DOCUMENT SEGMENT:

^^^^

Re: Folio mapcount

Zi Yan <ziy@xxxxxxxxxx> · Fri, 30 Jun 2023 21:17:19 -0400

On 29 Mar 2023, at 10:02, Yin, Fengwei wrote:

> Hi Matthew,
>
> On 2/9/2023 3:54 AM, Matthew Wilcox wrote:
>> On Wed, Feb 08, 2023 at 02:36:41PM -0500, Zi Yan wrote:
>>> On 7 Feb 2023, at 11:51, Matthew Wilcox wrote:
>>>
>>>> On Tue, Feb 07, 2023 at 11:23:31AM -0500, Zi Yan wrote:
>>>>> On 24 Jan 2023, at 13:13, Matthew Wilcox wrote:
>>>>>
>>>>>> Once we get to the part of the folio journey where we have
>>>>>> one-pointer-per-page, we can't afford to maintain per-page state.
>>>>>> Currently we maintain a per-page mapcount, and that will have to go.
>>>>>> We can maintain extra state for a multi-page folio, but it has to be a
>>>>>> constant amount of extra state no matter how many pages are in the folio.
>>>>>>
>>>>>> My proposal is that we maintain a single mapcount per folio, and its
>>>>>> definition is the number of (vma, page table) tuples which have a
>>>>>> reference to any pages in this folio.

^^^^

WHAT TO DO:
[a] List every person named as a message writer in the folio mapcount thread.
[b] In the folio mapcount thread, how does the proposal define the single mapcount kept for each folio?

^^^^

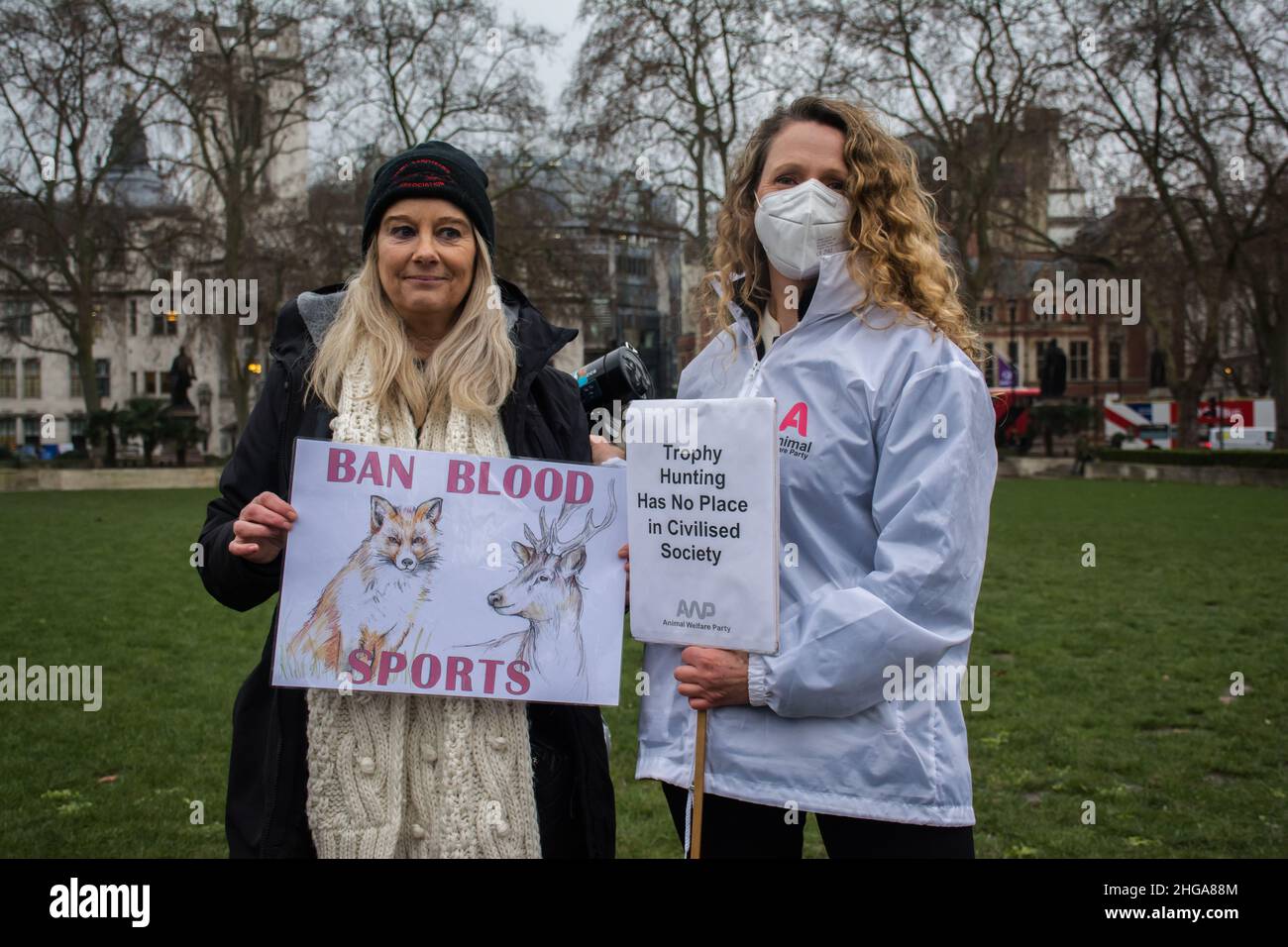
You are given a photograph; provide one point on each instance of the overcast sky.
(561, 18)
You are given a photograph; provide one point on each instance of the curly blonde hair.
(894, 237)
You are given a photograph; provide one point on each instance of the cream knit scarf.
(417, 776)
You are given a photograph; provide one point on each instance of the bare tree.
(958, 78)
(445, 69)
(1190, 93)
(665, 88)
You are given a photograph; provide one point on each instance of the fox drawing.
(374, 600)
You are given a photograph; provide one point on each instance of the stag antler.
(546, 541)
(588, 531)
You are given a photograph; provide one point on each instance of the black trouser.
(732, 828)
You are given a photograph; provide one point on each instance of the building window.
(165, 324)
(1078, 361)
(17, 316)
(30, 377)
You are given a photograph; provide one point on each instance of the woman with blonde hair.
(833, 298)
(423, 348)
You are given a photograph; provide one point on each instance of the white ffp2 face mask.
(800, 224)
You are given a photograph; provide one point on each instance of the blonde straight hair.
(473, 368)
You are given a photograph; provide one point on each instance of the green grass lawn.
(1109, 684)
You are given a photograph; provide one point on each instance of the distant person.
(1054, 369)
(1082, 454)
(183, 372)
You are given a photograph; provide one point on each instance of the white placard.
(703, 522)
(449, 574)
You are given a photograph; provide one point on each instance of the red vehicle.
(1012, 410)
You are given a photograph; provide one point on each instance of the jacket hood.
(536, 341)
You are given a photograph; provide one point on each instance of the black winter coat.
(267, 777)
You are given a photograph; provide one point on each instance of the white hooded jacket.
(887, 466)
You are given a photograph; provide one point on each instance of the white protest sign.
(447, 574)
(703, 522)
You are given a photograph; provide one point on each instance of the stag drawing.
(548, 591)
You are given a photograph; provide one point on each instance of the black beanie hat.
(432, 169)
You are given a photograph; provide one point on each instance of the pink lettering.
(390, 663)
(339, 466)
(460, 476)
(459, 674)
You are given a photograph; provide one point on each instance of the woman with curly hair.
(835, 299)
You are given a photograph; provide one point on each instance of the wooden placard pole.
(699, 770)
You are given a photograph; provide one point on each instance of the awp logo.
(800, 445)
(695, 609)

^^^^

SOLUTION LIST:
[a] Zi Yan, Fengwei Yin, Matthew Wilcox

[b] It is the number of (vma, page table) tuples that have a reference to any pages in the folio.